◆ Problem description ◆
There is one span to output from the data below: the lines starting at the line with "Provide a point for each instance of the man's face, each" and ending at the line with "Provide a point for each instance of the printed". Output it exactly, ends included, nothing more.

__________

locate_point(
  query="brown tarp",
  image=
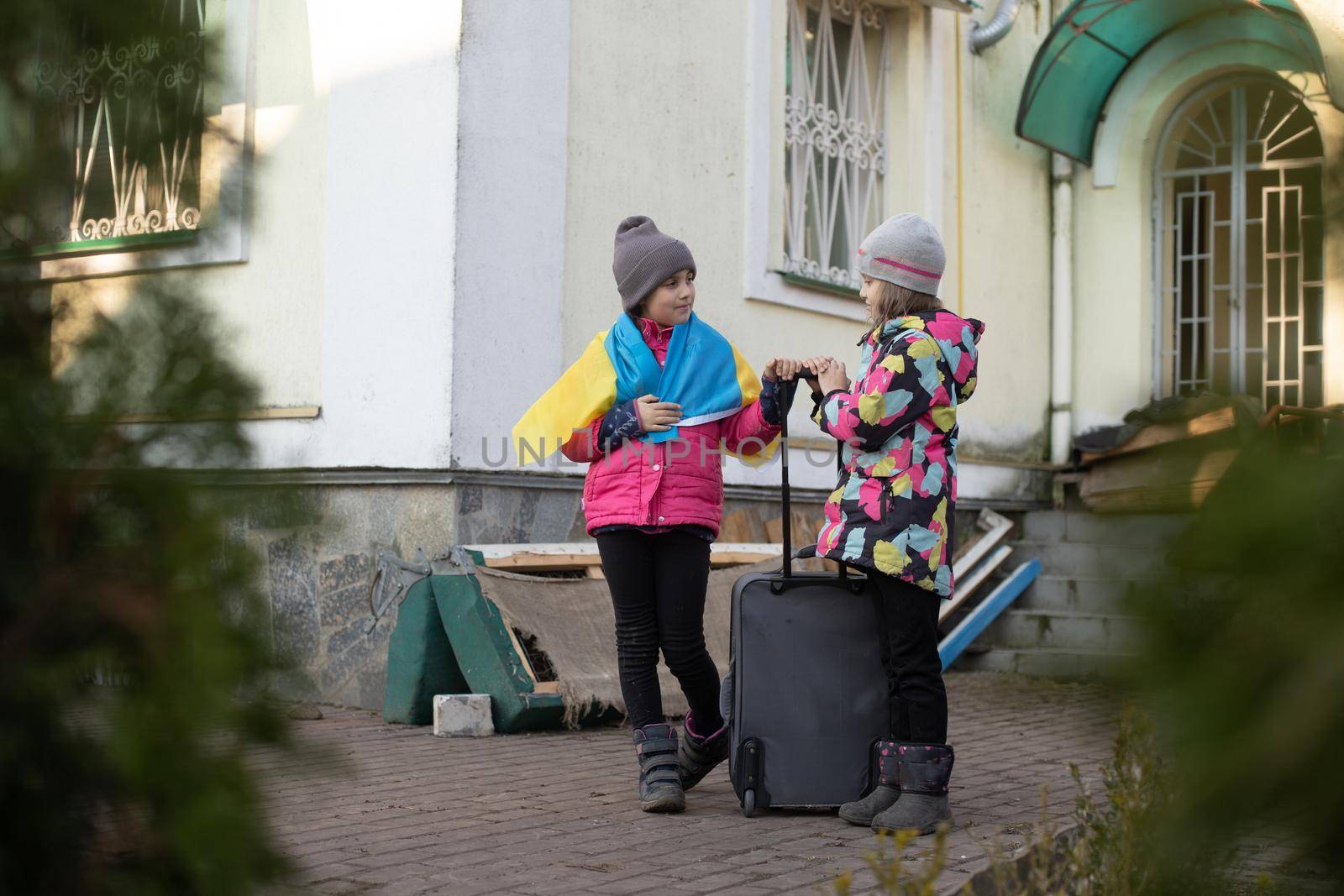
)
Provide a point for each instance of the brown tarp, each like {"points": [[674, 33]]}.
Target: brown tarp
{"points": [[573, 624]]}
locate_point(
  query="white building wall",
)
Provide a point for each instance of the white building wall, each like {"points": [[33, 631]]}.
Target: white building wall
{"points": [[511, 234], [344, 302]]}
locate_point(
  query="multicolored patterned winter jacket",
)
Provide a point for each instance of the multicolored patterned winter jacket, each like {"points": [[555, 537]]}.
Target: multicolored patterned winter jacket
{"points": [[893, 506]]}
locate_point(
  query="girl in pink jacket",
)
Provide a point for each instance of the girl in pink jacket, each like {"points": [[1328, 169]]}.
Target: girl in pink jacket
{"points": [[655, 508]]}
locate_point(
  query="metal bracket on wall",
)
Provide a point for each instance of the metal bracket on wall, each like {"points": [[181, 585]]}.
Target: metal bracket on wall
{"points": [[393, 577]]}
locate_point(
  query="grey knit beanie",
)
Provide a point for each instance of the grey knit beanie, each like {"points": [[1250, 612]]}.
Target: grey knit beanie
{"points": [[644, 258], [904, 250]]}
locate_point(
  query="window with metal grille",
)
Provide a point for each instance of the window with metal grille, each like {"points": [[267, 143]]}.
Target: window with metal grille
{"points": [[835, 136], [129, 120], [1240, 230]]}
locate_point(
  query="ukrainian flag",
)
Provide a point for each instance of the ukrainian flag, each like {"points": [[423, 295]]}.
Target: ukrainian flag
{"points": [[703, 372]]}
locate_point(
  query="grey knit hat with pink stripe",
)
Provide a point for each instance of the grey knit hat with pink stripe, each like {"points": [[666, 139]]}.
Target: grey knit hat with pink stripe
{"points": [[904, 250], [644, 258]]}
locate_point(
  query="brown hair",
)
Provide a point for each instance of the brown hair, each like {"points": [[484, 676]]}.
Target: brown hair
{"points": [[898, 301]]}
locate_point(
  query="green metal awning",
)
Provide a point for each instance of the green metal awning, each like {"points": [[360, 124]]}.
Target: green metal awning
{"points": [[1093, 43]]}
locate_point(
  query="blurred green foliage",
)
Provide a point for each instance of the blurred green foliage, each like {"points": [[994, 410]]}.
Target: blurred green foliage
{"points": [[113, 566], [1243, 660]]}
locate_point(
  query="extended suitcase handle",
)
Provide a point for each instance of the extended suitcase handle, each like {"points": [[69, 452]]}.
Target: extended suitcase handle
{"points": [[786, 389]]}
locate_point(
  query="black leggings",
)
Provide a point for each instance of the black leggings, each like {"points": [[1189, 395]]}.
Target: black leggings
{"points": [[907, 624], [658, 589]]}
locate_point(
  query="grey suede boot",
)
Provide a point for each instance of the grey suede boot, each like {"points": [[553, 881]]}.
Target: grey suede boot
{"points": [[860, 812], [925, 772], [701, 754], [660, 783]]}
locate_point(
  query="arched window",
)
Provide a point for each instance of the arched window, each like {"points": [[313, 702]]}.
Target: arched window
{"points": [[1238, 228]]}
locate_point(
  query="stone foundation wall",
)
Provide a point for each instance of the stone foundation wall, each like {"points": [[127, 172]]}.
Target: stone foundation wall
{"points": [[319, 574]]}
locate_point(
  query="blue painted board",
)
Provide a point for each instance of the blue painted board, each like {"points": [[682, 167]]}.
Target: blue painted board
{"points": [[987, 611]]}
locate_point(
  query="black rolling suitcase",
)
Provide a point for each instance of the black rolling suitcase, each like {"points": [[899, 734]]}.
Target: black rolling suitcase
{"points": [[806, 694]]}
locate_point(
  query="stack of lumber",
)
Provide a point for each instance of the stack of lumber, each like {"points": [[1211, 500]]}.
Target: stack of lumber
{"points": [[1166, 468]]}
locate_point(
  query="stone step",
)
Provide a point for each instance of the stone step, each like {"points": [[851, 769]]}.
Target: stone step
{"points": [[1050, 663], [1077, 560], [1095, 528], [1062, 629]]}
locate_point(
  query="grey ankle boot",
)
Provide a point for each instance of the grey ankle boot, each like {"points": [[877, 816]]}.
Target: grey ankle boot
{"points": [[925, 772], [660, 782], [860, 812], [701, 754]]}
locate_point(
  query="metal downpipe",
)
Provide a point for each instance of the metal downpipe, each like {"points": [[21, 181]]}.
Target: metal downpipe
{"points": [[995, 29]]}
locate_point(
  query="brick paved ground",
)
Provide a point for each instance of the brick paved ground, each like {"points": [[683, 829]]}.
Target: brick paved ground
{"points": [[394, 810]]}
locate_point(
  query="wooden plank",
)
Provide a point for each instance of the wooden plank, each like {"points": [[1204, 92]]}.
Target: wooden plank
{"points": [[1155, 434], [1176, 481], [591, 547], [721, 555], [965, 587], [743, 526], [995, 527]]}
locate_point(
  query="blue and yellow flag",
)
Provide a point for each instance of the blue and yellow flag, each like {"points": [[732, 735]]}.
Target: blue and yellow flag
{"points": [[703, 372]]}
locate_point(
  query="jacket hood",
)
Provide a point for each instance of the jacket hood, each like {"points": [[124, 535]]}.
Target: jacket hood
{"points": [[958, 338]]}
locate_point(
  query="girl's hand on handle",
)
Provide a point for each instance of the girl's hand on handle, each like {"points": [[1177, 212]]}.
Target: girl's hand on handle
{"points": [[833, 378], [781, 369], [655, 416], [812, 369]]}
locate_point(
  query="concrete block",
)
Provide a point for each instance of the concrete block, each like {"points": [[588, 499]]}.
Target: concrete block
{"points": [[463, 715]]}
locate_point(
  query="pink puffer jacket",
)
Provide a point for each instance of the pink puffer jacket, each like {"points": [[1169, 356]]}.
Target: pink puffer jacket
{"points": [[671, 484]]}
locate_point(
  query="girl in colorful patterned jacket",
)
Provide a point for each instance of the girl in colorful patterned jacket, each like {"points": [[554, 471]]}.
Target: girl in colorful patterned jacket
{"points": [[655, 508], [893, 508]]}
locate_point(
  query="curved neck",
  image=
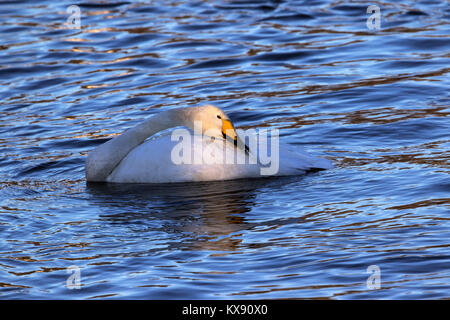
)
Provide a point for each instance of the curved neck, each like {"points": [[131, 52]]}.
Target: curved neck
{"points": [[106, 157]]}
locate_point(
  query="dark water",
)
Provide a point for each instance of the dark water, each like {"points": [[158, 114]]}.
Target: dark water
{"points": [[375, 102]]}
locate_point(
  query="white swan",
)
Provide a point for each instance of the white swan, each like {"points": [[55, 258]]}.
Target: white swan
{"points": [[131, 158]]}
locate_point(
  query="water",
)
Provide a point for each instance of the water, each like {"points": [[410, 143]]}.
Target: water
{"points": [[375, 102]]}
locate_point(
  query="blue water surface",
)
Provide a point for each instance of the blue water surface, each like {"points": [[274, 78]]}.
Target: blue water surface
{"points": [[375, 102]]}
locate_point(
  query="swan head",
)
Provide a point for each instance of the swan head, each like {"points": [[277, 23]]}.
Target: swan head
{"points": [[211, 121]]}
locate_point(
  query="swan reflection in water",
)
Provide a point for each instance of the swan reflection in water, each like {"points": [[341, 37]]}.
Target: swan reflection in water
{"points": [[199, 215]]}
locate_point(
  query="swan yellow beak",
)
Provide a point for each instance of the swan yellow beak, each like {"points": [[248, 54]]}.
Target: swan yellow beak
{"points": [[229, 133], [228, 130]]}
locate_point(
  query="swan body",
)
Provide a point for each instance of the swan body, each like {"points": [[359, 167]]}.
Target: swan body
{"points": [[132, 158]]}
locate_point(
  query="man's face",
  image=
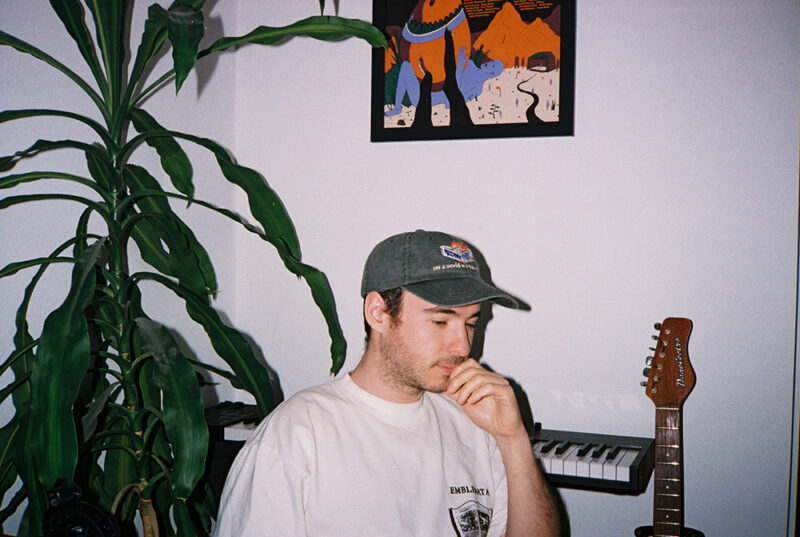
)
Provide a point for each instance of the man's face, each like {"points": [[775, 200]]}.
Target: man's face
{"points": [[425, 343]]}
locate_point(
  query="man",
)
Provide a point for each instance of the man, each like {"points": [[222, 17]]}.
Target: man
{"points": [[418, 440]]}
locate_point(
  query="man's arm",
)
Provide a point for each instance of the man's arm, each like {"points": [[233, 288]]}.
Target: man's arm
{"points": [[488, 400]]}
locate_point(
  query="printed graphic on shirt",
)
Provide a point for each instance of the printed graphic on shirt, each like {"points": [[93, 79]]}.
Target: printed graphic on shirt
{"points": [[469, 489], [471, 519]]}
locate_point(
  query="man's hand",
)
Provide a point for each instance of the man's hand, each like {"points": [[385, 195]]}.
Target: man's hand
{"points": [[488, 400]]}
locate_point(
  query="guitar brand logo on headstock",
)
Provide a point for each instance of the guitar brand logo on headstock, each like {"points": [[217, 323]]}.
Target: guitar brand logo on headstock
{"points": [[680, 380]]}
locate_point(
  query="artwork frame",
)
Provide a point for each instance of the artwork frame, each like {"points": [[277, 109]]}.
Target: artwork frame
{"points": [[477, 77]]}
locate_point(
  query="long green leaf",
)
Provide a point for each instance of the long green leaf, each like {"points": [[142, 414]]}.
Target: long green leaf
{"points": [[265, 205], [8, 162], [228, 342], [110, 28], [11, 115], [73, 18], [61, 361], [323, 27], [173, 159], [153, 38], [187, 258], [10, 181], [326, 28], [13, 268], [182, 407], [185, 29], [316, 280], [22, 46], [99, 209]]}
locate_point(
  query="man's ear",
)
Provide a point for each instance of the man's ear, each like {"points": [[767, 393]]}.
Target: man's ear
{"points": [[375, 312]]}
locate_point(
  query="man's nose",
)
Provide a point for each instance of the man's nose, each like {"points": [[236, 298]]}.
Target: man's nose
{"points": [[460, 342]]}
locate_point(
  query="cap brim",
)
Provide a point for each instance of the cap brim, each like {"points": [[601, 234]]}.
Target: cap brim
{"points": [[460, 292]]}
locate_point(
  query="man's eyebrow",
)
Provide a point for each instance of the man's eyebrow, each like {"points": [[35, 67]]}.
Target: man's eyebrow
{"points": [[448, 311]]}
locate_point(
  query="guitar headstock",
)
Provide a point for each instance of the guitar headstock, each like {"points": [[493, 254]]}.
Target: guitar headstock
{"points": [[670, 376]]}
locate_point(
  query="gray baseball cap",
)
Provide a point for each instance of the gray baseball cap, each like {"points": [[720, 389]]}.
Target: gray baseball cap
{"points": [[435, 266]]}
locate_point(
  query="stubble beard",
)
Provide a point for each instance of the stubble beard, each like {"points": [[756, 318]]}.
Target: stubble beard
{"points": [[409, 373]]}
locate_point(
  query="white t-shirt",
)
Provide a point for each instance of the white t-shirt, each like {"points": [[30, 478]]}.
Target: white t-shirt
{"points": [[336, 461]]}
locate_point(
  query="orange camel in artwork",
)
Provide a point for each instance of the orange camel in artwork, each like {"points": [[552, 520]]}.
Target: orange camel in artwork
{"points": [[425, 33]]}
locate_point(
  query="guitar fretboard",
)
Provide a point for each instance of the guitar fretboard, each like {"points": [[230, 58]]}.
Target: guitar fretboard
{"points": [[668, 474]]}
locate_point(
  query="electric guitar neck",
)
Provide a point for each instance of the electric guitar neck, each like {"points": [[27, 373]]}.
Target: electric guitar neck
{"points": [[670, 378]]}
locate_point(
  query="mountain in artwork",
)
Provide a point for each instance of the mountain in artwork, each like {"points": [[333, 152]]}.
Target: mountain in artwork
{"points": [[511, 40]]}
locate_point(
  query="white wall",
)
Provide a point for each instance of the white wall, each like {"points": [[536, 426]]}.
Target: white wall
{"points": [[677, 195]]}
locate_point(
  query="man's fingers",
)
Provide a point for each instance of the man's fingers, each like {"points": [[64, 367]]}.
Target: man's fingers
{"points": [[469, 383]]}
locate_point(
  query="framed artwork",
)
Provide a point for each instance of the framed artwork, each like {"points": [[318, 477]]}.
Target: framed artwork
{"points": [[473, 69]]}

__________

◆ Answer to the problem ◆
Provide a point for each instance of the man's face, each like {"points": [[775, 200]]}.
Target: man's face
{"points": [[425, 343]]}
locate_point(
  query="man",
)
Provide a point for each instance of the man, each like {"points": [[222, 17]]}.
Target: man
{"points": [[418, 440]]}
locate_point(
  query="man's arm",
)
Provide a point for each instance of the man's arm, each like {"points": [[233, 288]]}.
Target: man's arm
{"points": [[488, 400]]}
locate_point(
  query="printed graphic on shirt",
)
Provide a point for each instance of the printed graphic on shirt, each like {"points": [[93, 79]]}.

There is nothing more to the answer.